Lorsque le propriétaire (qui demande l’anonymat) impose que Florian «ait un suivi rapproché par quelqu’un ou par une association comme Housing First»? Amélie lui répond que c’est évidemment prévu. Tamara poursuivra les rendez-vous hebdomadaires avec Florian. Chaque semaine, elle l’accompagne déjà faire ses courses. Elle complète cette sortie d’une visite à domicile lors de laquelle Florian lui exprime ses besoins et ses demandes. L’accompagnement est complet et ce mode de fonctionnement ne changera pas une fois Florian installé à sa toute nouvelle adresse.
Ici, personne n’en est à son coup d’essai. Amélie connaît le proprio; ce dernier a l’habitude de travailler avec Housing First. Il passe par le «capteur logement» de Charleroi, qui met en contact les bailleurs privés (H/F) et les services d’aide au logement pour profils précaires et vulnérables (mais pas forcément sans abri). Cette triangulation (bailleurs/services sociaux/capteur logement) est essentielle au bon fonctionnement du système Housing First dont l’équipe, sinon, galère à trouver par elle-même des logements abordables pour les bénéficiaires[4].

→ Données fournies

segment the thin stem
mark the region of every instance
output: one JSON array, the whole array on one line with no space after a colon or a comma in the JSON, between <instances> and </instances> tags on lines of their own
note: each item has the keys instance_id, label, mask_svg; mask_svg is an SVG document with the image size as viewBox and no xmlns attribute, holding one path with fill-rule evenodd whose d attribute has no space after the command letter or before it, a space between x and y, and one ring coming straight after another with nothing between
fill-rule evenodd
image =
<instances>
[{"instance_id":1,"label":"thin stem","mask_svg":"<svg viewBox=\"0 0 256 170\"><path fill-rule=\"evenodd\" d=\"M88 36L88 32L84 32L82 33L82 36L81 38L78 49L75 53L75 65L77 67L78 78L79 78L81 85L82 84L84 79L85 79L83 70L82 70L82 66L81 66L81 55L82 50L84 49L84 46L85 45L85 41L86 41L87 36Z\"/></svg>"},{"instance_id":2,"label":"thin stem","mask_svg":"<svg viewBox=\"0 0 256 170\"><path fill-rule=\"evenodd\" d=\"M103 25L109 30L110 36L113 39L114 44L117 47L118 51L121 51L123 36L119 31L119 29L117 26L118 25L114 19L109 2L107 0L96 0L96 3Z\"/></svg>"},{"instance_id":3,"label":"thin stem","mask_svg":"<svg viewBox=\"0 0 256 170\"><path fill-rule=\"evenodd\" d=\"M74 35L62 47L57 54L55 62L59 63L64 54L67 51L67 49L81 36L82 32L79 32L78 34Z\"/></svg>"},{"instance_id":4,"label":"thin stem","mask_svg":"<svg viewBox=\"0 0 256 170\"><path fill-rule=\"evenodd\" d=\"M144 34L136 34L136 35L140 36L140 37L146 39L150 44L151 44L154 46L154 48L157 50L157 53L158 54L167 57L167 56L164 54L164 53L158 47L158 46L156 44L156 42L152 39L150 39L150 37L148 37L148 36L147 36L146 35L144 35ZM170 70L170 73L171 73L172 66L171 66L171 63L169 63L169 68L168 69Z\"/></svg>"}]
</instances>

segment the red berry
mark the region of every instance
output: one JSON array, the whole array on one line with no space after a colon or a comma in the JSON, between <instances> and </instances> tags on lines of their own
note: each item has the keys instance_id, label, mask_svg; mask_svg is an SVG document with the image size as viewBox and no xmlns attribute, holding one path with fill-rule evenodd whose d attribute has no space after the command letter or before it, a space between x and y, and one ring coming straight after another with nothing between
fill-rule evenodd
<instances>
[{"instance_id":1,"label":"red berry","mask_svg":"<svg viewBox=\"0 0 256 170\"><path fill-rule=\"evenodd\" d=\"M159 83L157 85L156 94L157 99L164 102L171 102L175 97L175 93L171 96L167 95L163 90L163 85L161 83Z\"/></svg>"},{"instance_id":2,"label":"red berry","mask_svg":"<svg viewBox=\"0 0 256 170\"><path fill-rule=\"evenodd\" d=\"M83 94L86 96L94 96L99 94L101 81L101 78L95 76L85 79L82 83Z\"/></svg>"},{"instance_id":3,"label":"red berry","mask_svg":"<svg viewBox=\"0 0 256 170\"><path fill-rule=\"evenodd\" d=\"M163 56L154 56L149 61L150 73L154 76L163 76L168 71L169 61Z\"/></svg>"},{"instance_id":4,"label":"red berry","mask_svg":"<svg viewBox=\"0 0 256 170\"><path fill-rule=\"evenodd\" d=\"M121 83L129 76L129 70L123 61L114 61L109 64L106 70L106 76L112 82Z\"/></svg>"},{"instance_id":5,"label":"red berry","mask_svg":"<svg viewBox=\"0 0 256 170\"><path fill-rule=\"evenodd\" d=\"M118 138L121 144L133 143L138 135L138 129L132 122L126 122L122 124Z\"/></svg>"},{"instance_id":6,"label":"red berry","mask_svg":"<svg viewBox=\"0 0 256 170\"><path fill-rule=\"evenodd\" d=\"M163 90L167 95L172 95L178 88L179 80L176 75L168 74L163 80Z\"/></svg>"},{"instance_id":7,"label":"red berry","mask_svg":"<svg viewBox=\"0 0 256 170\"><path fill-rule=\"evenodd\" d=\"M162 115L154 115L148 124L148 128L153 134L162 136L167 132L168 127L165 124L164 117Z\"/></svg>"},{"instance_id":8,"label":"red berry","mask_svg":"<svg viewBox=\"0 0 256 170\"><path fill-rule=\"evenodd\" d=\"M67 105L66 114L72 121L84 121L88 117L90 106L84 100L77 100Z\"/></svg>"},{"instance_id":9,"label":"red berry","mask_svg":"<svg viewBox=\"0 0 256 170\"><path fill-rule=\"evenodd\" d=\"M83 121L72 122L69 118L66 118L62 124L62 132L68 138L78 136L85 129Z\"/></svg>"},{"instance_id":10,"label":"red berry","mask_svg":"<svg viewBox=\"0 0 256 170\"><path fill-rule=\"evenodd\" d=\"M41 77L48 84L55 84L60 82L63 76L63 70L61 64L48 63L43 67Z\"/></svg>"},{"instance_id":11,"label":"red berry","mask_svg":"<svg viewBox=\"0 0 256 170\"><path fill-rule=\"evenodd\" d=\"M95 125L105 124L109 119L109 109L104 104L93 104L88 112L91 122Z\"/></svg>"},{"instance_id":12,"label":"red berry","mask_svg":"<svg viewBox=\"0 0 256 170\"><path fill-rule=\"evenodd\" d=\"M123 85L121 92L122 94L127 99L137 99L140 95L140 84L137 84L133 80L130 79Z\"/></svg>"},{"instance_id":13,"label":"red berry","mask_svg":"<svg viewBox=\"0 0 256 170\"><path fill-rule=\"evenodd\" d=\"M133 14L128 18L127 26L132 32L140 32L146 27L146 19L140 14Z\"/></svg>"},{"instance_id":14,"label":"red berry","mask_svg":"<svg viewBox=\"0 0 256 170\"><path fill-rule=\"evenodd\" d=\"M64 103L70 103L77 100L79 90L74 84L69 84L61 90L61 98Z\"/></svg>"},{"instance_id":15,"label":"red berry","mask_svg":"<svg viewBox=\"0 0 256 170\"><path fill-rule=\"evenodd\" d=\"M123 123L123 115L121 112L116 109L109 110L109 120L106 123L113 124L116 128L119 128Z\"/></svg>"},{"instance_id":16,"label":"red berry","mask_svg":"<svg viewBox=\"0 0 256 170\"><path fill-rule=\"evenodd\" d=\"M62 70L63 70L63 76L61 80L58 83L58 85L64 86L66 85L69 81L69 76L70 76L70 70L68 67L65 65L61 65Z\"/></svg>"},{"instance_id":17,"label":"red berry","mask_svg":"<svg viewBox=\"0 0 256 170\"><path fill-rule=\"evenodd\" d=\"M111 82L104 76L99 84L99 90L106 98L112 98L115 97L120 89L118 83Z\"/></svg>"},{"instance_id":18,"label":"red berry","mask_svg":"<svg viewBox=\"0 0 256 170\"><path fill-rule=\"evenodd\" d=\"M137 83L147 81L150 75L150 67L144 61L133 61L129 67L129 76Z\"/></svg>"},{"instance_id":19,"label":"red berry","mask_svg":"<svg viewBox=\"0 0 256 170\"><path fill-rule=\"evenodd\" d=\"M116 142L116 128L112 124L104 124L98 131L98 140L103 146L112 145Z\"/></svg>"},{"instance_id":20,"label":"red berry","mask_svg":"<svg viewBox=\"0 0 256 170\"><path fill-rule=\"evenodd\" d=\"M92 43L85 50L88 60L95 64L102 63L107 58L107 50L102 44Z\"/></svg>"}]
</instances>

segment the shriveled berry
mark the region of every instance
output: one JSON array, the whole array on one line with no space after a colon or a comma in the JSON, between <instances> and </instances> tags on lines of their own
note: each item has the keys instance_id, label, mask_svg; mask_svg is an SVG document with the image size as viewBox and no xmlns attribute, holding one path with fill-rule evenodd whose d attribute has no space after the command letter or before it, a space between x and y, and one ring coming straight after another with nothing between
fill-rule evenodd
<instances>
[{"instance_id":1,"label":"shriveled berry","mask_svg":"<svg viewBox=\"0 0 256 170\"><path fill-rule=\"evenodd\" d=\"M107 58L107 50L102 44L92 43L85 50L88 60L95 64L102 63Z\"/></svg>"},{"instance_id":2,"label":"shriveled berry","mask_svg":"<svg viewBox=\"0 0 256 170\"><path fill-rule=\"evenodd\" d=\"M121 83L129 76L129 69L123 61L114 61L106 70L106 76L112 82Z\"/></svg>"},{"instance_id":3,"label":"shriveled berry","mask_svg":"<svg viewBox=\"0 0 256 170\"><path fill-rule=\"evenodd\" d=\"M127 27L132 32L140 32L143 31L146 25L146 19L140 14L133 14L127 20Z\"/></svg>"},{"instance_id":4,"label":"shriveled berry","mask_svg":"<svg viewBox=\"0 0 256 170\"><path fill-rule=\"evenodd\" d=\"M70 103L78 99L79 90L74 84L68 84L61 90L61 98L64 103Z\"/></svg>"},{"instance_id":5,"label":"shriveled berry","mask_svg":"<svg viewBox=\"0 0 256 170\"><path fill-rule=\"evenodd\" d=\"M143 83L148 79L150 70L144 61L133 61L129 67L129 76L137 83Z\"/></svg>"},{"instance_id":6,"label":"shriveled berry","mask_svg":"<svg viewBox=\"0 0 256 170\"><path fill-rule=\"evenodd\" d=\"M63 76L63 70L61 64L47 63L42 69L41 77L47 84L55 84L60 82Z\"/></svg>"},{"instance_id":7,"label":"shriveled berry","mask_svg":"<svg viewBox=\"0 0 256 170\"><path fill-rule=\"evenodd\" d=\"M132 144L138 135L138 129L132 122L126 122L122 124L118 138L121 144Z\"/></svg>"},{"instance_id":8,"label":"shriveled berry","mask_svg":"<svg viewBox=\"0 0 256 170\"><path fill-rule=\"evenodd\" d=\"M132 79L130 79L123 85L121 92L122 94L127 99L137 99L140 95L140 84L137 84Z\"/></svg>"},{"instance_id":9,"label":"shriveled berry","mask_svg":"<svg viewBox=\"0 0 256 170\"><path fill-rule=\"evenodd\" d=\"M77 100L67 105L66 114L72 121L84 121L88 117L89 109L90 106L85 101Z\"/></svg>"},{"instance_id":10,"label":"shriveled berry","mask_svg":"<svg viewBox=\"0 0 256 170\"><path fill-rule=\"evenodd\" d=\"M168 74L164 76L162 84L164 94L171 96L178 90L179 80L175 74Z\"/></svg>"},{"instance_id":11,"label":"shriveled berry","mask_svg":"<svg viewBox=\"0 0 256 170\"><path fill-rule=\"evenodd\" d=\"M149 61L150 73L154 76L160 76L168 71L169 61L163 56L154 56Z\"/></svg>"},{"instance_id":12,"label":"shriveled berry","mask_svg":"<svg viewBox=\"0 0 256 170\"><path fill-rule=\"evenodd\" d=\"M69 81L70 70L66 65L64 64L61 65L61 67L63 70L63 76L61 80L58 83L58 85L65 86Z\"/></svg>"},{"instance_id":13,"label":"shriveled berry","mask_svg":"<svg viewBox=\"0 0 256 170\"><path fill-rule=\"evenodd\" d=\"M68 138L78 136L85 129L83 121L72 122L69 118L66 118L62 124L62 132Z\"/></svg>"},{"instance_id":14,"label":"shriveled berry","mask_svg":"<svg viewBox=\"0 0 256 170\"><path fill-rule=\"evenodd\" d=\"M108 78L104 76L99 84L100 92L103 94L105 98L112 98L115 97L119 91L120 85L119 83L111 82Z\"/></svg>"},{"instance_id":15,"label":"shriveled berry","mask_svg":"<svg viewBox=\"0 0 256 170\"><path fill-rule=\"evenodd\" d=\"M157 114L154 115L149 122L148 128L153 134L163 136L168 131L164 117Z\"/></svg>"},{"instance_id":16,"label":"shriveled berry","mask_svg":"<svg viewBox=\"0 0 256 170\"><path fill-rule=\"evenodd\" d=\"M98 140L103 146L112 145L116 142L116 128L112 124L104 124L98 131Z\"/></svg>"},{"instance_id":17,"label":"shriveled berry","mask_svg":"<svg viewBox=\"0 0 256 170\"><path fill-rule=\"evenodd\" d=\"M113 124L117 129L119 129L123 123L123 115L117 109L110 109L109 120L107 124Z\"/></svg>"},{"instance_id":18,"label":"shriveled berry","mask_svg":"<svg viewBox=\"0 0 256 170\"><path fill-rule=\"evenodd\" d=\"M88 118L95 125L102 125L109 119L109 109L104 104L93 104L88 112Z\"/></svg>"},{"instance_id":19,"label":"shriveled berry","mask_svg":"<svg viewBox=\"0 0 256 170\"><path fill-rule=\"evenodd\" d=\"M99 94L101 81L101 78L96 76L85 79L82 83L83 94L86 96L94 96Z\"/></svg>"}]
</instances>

→ Consigne
Prolongez le texte sur le relogement de Florian avec Housing First, en reprenant juste après sa dernière phrase. Les enregistrements n'ont rien à voir avec le texte.

→ Réponse
Les bailleurs privés qui sont prêts à louer un bien aux personnes en errance ou sans abri ne courent pas les rues. Housing First le sait et s’accommode dès lors des personnalités des bailleurs – qui ont une certaine vision du marché résidentiel, qui ont la main sur le montant des loyers demandés et qui imposent certaines conditions de logement aux locataires. Les accompagnatrices sociales de Housing First en ont bien conscience, d’où le rôle d’intermédiaire qu’elles jouent avec les bailleurs privés et les bénéficiaires, tissant avec habileté un dialogue entre deux univers très différents.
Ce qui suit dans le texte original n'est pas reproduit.